Records supplied Block Start

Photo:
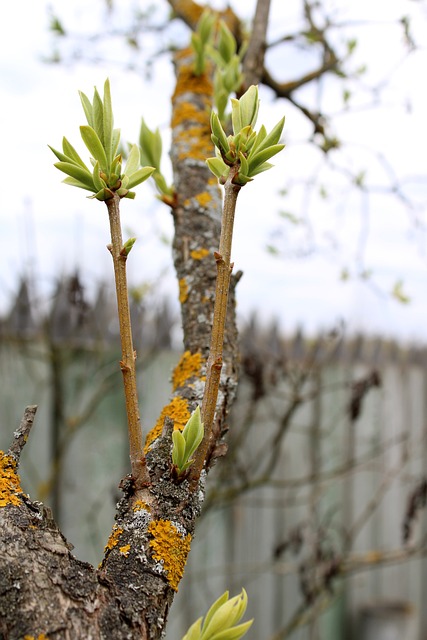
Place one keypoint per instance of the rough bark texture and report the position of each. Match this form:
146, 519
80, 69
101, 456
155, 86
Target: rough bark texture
45, 592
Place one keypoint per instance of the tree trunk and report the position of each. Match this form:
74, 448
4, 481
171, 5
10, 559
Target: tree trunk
45, 592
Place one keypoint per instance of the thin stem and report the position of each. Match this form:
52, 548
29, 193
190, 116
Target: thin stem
214, 364
127, 363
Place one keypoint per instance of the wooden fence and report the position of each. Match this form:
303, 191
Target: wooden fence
327, 443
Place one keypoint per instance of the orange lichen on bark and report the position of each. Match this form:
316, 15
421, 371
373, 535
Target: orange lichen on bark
140, 505
183, 290
176, 410
113, 540
125, 550
188, 366
171, 548
191, 121
10, 486
187, 81
199, 254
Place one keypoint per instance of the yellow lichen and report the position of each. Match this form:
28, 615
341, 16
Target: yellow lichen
140, 505
203, 198
125, 549
183, 290
195, 134
178, 411
113, 540
171, 548
188, 366
10, 487
187, 81
199, 254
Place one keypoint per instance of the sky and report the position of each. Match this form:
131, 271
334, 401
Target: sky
49, 229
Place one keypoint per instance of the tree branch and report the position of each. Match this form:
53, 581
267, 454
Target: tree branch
253, 63
20, 436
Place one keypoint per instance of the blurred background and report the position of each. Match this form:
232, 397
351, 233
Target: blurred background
315, 509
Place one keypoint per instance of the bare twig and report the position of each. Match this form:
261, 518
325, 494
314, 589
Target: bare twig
253, 62
20, 436
127, 363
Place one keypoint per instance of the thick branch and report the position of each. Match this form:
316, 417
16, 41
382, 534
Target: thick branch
20, 436
253, 63
214, 365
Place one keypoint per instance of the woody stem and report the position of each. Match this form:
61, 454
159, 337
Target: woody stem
127, 363
214, 363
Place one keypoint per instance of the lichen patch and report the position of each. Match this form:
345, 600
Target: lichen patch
183, 290
188, 366
171, 548
10, 486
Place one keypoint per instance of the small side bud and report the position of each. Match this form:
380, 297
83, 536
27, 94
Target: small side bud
127, 247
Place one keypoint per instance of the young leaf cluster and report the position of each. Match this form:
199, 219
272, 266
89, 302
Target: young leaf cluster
101, 139
228, 77
151, 154
246, 149
221, 621
186, 442
200, 39
216, 42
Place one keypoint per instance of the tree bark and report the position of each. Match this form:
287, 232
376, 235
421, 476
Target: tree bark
45, 592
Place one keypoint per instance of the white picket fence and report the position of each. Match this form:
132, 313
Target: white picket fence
384, 452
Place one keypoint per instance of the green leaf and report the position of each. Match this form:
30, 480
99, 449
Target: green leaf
87, 107
244, 166
115, 141
193, 433
140, 176
227, 43
98, 182
72, 153
151, 145
272, 138
76, 183
236, 119
241, 179
61, 156
219, 133
263, 156
83, 176
249, 105
94, 144
132, 162
103, 195
214, 608
98, 115
235, 633
178, 449
108, 122
194, 631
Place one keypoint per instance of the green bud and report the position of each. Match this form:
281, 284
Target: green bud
132, 162
140, 176
227, 43
218, 167
219, 133
186, 442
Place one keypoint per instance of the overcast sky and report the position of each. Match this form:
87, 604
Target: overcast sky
49, 228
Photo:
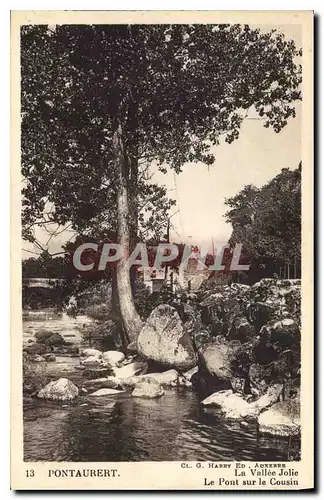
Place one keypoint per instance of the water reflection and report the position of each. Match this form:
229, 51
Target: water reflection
122, 428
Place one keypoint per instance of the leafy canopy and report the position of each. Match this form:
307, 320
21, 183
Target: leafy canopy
175, 90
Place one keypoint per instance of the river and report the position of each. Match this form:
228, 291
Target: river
122, 428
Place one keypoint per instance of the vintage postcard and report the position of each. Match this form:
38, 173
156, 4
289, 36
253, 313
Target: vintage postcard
162, 250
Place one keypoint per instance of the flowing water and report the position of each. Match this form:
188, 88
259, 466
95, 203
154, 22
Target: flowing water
122, 428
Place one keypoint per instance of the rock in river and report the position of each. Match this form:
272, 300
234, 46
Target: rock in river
148, 389
164, 340
282, 419
59, 390
91, 352
106, 392
218, 358
112, 358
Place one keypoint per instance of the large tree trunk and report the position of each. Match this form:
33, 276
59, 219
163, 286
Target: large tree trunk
130, 319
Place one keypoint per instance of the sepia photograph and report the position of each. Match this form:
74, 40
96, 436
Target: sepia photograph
161, 175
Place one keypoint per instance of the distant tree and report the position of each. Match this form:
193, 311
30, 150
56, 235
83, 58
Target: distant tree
44, 266
101, 103
267, 221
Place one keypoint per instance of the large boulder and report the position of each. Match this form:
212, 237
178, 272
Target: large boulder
260, 377
112, 358
285, 332
91, 362
241, 330
106, 392
164, 340
236, 407
49, 338
130, 369
282, 419
91, 352
42, 335
218, 358
169, 378
59, 390
232, 405
148, 389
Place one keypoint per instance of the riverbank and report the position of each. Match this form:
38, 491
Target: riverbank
235, 357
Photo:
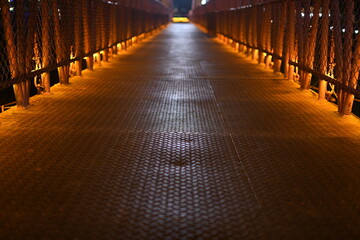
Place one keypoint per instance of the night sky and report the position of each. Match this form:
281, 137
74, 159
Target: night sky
182, 6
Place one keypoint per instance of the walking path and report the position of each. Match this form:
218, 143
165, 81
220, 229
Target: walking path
179, 138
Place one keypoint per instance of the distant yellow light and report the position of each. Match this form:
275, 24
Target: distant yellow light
181, 19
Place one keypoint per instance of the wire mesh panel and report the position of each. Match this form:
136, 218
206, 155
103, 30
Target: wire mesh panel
314, 42
38, 36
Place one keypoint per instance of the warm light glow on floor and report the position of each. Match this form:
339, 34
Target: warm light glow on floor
181, 20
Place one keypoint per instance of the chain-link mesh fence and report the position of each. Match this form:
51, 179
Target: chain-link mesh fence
38, 36
314, 42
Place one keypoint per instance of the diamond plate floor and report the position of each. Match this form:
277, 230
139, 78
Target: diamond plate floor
179, 138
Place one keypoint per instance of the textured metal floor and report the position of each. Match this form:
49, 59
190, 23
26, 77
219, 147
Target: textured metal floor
179, 138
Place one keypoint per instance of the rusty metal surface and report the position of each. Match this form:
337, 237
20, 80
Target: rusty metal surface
179, 138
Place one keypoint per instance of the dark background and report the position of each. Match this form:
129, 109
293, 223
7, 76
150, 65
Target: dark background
182, 7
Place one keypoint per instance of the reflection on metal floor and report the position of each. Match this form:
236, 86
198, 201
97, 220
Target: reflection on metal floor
179, 138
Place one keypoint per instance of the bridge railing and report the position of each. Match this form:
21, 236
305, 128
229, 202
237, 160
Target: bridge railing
39, 36
315, 43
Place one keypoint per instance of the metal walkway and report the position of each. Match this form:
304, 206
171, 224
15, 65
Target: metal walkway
179, 138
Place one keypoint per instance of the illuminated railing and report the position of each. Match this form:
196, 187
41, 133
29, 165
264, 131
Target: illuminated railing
315, 43
40, 36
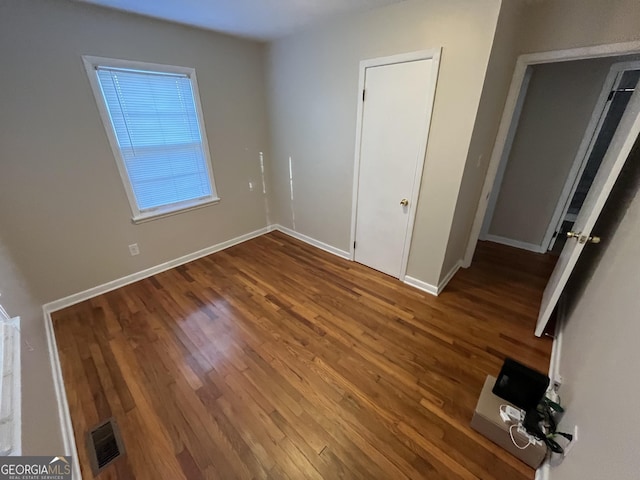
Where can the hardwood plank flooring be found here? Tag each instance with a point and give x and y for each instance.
(273, 359)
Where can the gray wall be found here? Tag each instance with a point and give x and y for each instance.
(599, 352)
(557, 109)
(66, 222)
(600, 357)
(63, 209)
(494, 93)
(39, 406)
(313, 80)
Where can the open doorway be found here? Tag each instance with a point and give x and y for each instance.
(565, 119)
(616, 154)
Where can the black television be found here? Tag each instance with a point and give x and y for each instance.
(520, 385)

Records supplied Block End

→ Activity
Only one thing is required here: an exact copy of the lines from the one bearing "Target: illuminated railing" through the final line above, both included, with pictures left out.

→ Answer box
Target: illuminated railing
315, 43
40, 36
Where can the hardwood plank flooring be found here? Tag each instance with a point and give x and y for each instance.
(273, 359)
Where can the gray wall be found here? Tag each instance with a point and give x and y for each instance.
(599, 352)
(557, 109)
(66, 222)
(600, 357)
(63, 209)
(494, 93)
(39, 406)
(313, 80)
Where can the open doorway be found here? Tag each instance with a point and give x and y for each instance.
(565, 119)
(616, 154)
Where can the black television be found here? Tag each instance with a point and give x and y for each instance.
(520, 385)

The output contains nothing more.